If you find that you're spending almost all your time on theory, start turning some attention to practical things; it will improve your theories. If you find that you're spending almost all your time on practice, start turning some attention to theoretical things; it will improve your practice. - Donal Knuth
I have an addiction to infrastructure. While programing a solution, I eventually find that I am working on things that do not directly contribute to solving the problem. From a rational/detached/post-fact perspective, I know that this is a huge source of waste. Funny, I never seem to notice this at the time.
The Problem
I do not have a problem with motivation. If anything, I do not value my time as much as I should. Let us leave that for another rant.
I do not have a problem with my programming skill set. It isn't lack of skill that impedes my ability to deliver. Not to say that I have nothing that needs improvement. My mathematics is weak, I never really got SQL, my Git skill are passable but nothing extroardinary, I am average at using the terminal, I type poorly, etc... There are a huge number of things I could learn and improve on, but non of those things stop me from being able to build solutions.

Provided information —
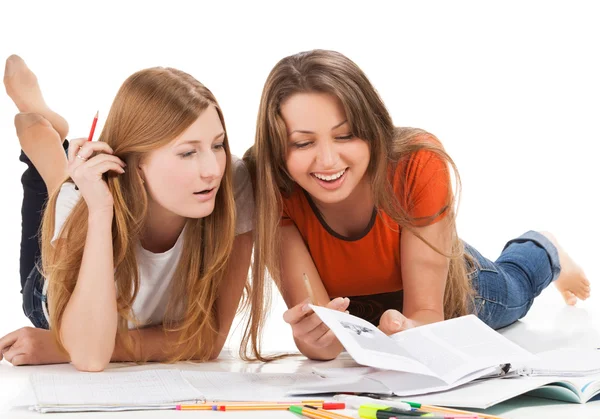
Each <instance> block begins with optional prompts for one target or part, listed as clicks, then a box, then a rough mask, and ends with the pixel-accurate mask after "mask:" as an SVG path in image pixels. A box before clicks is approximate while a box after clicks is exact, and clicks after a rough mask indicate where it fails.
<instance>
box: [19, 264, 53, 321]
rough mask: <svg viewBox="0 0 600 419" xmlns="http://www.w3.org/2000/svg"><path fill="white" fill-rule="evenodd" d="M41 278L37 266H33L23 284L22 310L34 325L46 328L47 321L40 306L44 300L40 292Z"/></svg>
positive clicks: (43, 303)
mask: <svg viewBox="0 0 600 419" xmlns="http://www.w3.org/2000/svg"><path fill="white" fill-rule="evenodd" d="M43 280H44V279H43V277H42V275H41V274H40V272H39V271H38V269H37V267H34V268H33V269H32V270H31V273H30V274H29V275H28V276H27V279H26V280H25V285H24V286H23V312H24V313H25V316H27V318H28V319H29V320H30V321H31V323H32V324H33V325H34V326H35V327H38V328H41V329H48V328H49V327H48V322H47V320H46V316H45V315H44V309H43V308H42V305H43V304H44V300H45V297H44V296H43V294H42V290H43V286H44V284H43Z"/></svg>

Task brief —
Reproduce the blog post on infrastructure addiction, shown above the rows, in full and word for word.

Reply —
If you find that you're spending almost all your time on theory, start turning some attention to practical things; it will improve your theories. If you find that you're spending almost all your time on practice, start turning some attention to theoretical things; it will improve your practice. - Donal Knuth
I have an addiction to infrastructure. While programing a solution, I eventually find that I am working on things that do not directly contribute to solving the problem. From a rational/detached/post-fact perspective, I know that this is a huge source of waste. Funny, I never seem to notice this at the time.
The Problem
I do not have a problem with motivation. If anything, I do not value my time as much as I should. Let us leave that for another rant.
I do not have a problem with my programming skill set. It isn't lack of skill that impedes my ability to deliver. Not to say that I have nothing that needs improvement. My mathematics is weak, I never really got SQL, my Git skill are passable but nothing extroardinary, I am average at using the terminal, I type poorly, etc... There are a huge number of things I could learn and improve on, but non of those things stop me from being able to build solutions.